> **Records supplied**:
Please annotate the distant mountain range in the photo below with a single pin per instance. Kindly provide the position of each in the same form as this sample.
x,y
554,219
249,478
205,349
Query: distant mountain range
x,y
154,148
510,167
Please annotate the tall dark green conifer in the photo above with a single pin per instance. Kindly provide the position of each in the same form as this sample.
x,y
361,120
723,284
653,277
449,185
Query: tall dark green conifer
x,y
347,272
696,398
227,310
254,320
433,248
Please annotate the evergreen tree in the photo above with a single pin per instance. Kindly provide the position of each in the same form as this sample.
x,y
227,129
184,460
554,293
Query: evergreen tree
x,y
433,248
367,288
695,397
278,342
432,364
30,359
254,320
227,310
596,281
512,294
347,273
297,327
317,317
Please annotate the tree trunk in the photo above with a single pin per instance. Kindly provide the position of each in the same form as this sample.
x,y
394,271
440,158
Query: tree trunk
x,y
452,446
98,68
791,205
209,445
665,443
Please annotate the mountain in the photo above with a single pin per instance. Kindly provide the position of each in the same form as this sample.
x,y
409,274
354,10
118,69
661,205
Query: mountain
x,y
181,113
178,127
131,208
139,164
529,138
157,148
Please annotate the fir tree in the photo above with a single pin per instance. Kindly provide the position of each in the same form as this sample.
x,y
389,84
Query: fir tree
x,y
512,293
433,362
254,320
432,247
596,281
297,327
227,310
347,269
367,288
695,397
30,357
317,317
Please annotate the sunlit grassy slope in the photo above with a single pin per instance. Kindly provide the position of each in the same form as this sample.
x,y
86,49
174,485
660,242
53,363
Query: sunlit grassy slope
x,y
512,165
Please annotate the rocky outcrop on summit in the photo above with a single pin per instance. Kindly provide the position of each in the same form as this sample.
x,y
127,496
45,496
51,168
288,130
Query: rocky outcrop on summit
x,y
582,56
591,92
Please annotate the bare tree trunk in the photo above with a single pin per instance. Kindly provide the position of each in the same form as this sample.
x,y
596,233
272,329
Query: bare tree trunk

> **Your goal**: Write out all of the data above again, character for character, with no changes.

> **Answer to the task**:
Please annotate the distant mountain range in the photo below with a single pin per instance. Kindly provide the position of each in the same form as this sample.
x,y
554,219
249,478
205,349
Query: distant mountain range
x,y
154,148
510,167
Please annotate the tall dark green conifer in the photo above with a single pin per instance. Kindly provide the position of each in the same form as this sample.
x,y
361,120
723,284
653,277
449,185
Query: tall dark green conifer
x,y
347,272
696,398
227,310
254,320
433,248
Please annotate the evergreen tree in the photo above with a single pin per instance. Kindly provide the position of each in the same form as this sample.
x,y
227,129
184,460
554,293
Query: evergreen tree
x,y
433,248
367,288
695,397
278,342
432,364
30,359
254,320
227,310
596,281
512,294
347,273
297,327
317,317
Please annotate the tree trunk in the photo above with a single pin per instance. Kindly provide the position of each in the same form as this sample.
x,y
394,271
440,158
Query: tree trunk
x,y
452,446
98,68
791,205
209,445
665,443
Please annotate the mountain in the photo above with a single pin per instance. Kindly provide the position of each in the same form as this sample.
x,y
409,274
354,10
118,69
661,205
Query: mountain
x,y
181,113
178,127
131,208
139,164
529,138
157,148
Please annotate the fir tree in the photo above with a single pin per instance. Kindly provide the position of each in the same form as this sample.
x,y
389,84
Query: fir tree
x,y
512,293
433,362
254,320
432,247
596,281
297,327
227,310
347,269
367,288
695,397
30,357
317,317
Please annotate the sunlit grassy slope in the photo above with a single pin per instance. Kindly provide the position of each in the same form as this sample.
x,y
86,49
174,485
660,242
53,363
Query: sunlit grassy slope
x,y
512,165
Please annotate the rocky outcrop on summit in the photo above with a single pin per instance. Kindly provide the position of each in the same form as this sample.
x,y
127,496
45,496
51,168
288,130
Query: rocky outcrop on summit
x,y
582,56
591,92
Please annotate the bare tree trunk in the photo above with a single pin per instance. Kindly provide the position of each in the same form as this sample.
x,y
596,233
272,329
Query: bare tree trunk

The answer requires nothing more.